▶ **REQUIRED TASKS**
(a) Translate this sentence from the court judgment on SIS Act disqualification into Spanish: "However, I gave this consideration some weight in the exercise of my discretion."
(b) In the court judgment on SIS Act disqualification, which sections of the SIS Act reflect the protection of the public?
(c) Proceed with the court judgment on SIS Act disqualification, picking up after its last sentence.

▶ **TEXT EXTRACT**
+--
These are all matters which are directed to the position of the individual who has been disqualified under the SIS Act. As is the case in the Corporations Act context, the position of that individual should not be given much weight because the primary notion underpinning the disqualification regime is the protection of the public as reflected in s 3 and s 119 of the SIS Act. However, I gave this consideration some weight in the exercise of my discretion.
(j) The applicant has the support of his current CEO and apparently the support of the Chairman of the Board of the trustee. APRA is aware of the application and, having undertaken initial enquiries, has not seen fit to attend before the Court to oppose the application or to place any information whatsoever before the Court. Given that APRA is the appointed regulator for superannuation entities, I assumed, when exercising my discretion, that APRA had no objection to the applicant being granted the relief which he sought and did not wish to place any matter before the Court other than the District Court criminal file.
+--
▶ **SUPPLIED INFORMATION**
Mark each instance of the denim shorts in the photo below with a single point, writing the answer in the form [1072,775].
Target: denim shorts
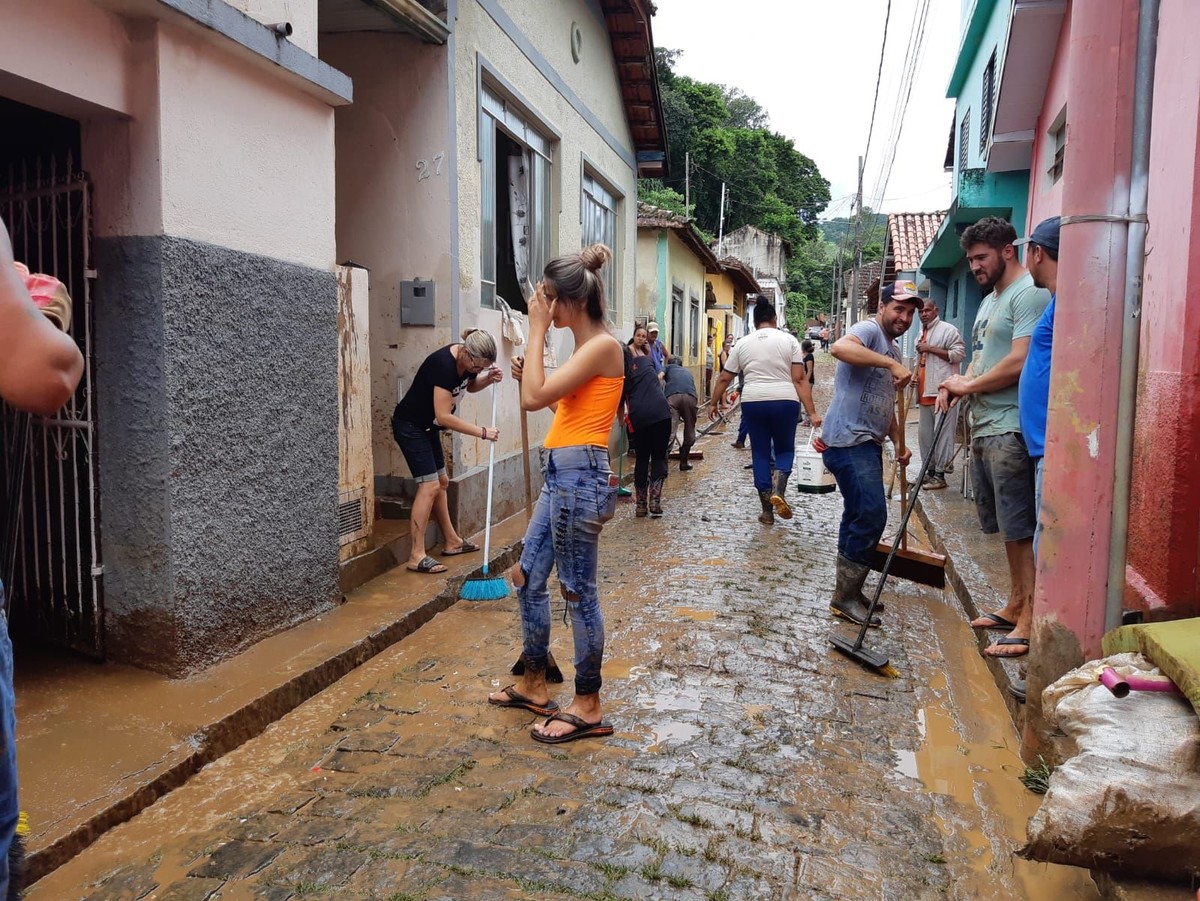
[1002,473]
[421,449]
+--
▶ **IN RESPONSE**
(a) Sin embargo, otorgué cierto peso a esta consideración en el ejercicio de mi facultad discrecional.

(b) Sections 3 and 119 of the SIS Act.

(c)
35 As is apparent from the considerations which I took into account, most of them weighed in favour of the applicant being granted the order which he sought. The most significant considerations weighing against the grant of that relief are those summarised at [34(5)(a)] above. On balance however, I came to the view that I should make the order sought and did so.
I certify that the preceding thirty-five (35) numbered paragraphs are a true copy of the Reasons for Judgment herein of the Honourable Justice Foster.